■ Task goal:
Please rewrite the records from the line containing "Could you point out the clear" through the line containing "Could you point out the house", swapping "a single pixel" for "one pixel" and changing nothing else.
## START Available records
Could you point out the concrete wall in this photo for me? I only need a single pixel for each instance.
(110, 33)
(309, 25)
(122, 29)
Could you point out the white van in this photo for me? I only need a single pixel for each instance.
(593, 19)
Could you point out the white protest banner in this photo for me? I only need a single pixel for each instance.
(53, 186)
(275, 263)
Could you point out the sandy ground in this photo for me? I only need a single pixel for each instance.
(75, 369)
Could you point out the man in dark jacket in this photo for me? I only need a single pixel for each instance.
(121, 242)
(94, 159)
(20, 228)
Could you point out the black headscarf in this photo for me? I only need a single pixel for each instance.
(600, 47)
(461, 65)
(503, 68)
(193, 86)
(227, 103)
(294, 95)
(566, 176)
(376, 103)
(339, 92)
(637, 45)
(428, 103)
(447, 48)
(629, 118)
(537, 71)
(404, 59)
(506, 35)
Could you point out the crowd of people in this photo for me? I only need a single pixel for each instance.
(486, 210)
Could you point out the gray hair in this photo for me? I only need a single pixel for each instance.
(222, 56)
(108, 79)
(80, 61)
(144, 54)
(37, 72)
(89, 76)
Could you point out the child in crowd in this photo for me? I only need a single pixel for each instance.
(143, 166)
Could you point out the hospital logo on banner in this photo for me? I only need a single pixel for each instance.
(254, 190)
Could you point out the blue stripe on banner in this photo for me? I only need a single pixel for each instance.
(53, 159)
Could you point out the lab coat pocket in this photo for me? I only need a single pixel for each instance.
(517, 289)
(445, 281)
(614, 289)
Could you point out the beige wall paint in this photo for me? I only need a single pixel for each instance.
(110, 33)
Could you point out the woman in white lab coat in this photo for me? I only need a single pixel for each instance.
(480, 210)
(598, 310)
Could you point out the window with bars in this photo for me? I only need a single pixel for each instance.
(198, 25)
## END Available records
## START Available records
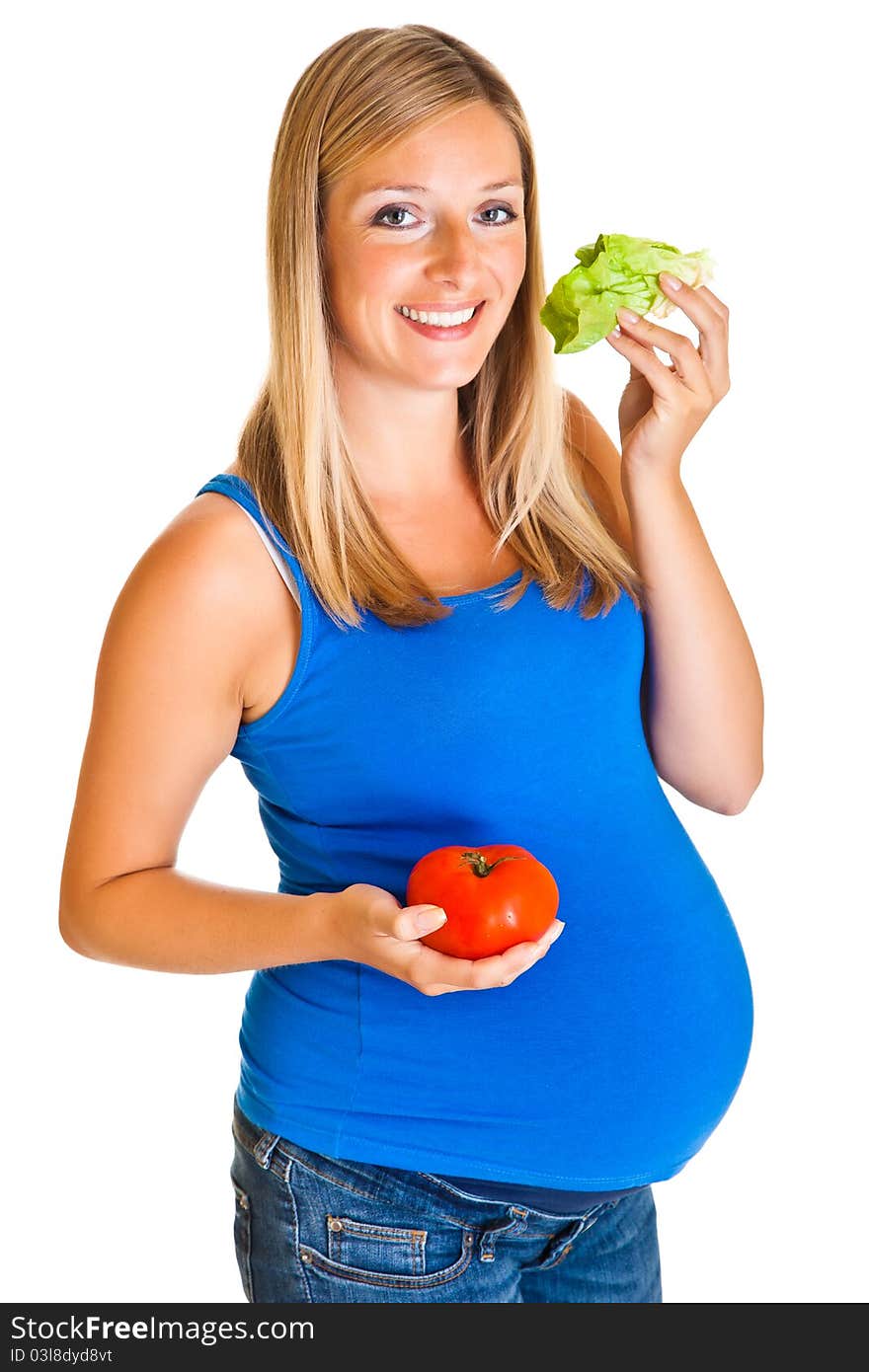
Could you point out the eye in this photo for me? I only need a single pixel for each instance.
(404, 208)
## END Available records
## START Available records
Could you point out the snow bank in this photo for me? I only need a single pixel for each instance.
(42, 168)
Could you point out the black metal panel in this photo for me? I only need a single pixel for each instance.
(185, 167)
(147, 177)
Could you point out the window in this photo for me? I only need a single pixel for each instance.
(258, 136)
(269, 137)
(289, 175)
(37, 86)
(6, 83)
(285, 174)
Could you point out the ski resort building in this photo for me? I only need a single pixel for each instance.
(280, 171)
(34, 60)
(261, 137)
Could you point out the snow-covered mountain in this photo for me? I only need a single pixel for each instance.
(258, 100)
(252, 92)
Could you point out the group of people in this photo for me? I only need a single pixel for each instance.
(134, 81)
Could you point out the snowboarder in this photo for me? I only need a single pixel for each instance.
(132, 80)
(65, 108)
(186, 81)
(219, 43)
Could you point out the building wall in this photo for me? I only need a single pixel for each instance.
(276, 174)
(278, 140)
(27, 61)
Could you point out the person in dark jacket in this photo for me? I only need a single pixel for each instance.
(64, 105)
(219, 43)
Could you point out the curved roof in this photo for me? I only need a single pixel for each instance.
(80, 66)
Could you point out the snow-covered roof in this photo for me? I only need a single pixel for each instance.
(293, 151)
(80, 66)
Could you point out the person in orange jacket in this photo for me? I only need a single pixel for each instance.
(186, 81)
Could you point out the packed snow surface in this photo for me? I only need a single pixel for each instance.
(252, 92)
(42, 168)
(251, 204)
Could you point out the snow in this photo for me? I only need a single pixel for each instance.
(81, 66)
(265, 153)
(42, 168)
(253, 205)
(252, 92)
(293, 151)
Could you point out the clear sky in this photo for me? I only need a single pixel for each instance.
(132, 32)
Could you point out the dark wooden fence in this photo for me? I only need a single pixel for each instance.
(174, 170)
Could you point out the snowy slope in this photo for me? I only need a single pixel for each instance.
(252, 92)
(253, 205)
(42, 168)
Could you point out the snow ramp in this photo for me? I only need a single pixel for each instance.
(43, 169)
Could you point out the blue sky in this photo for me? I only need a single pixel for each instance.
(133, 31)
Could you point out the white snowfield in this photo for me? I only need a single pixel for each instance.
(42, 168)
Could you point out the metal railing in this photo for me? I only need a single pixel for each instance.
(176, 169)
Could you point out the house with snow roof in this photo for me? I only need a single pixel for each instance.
## END Available records
■ Output of the task:
Could you point out the clear sky in this photo for me? I only need one pixel for each instance.
(132, 32)
Could you point out the dark wooden fence in this photo for me? I only need one pixel for each instance.
(174, 170)
Could you point out the snowy slope in this photo for me? I only need one pixel for each instance.
(252, 92)
(253, 205)
(42, 168)
Could you point out the snow ramp in this photo for me? I only need one pixel for each instance.
(43, 169)
Could you point out the blue sky in this photo for me? I only need one pixel for each instance.
(133, 31)
Could you point out the white snowfield in this photo for me? I only need one pixel for each instance.
(42, 168)
Could you point out the metal railing in this photo for me? I only need one pixel for each instance.
(176, 169)
Could you point out the house with snow roof in this photo for me? I only need one pixel for each instance.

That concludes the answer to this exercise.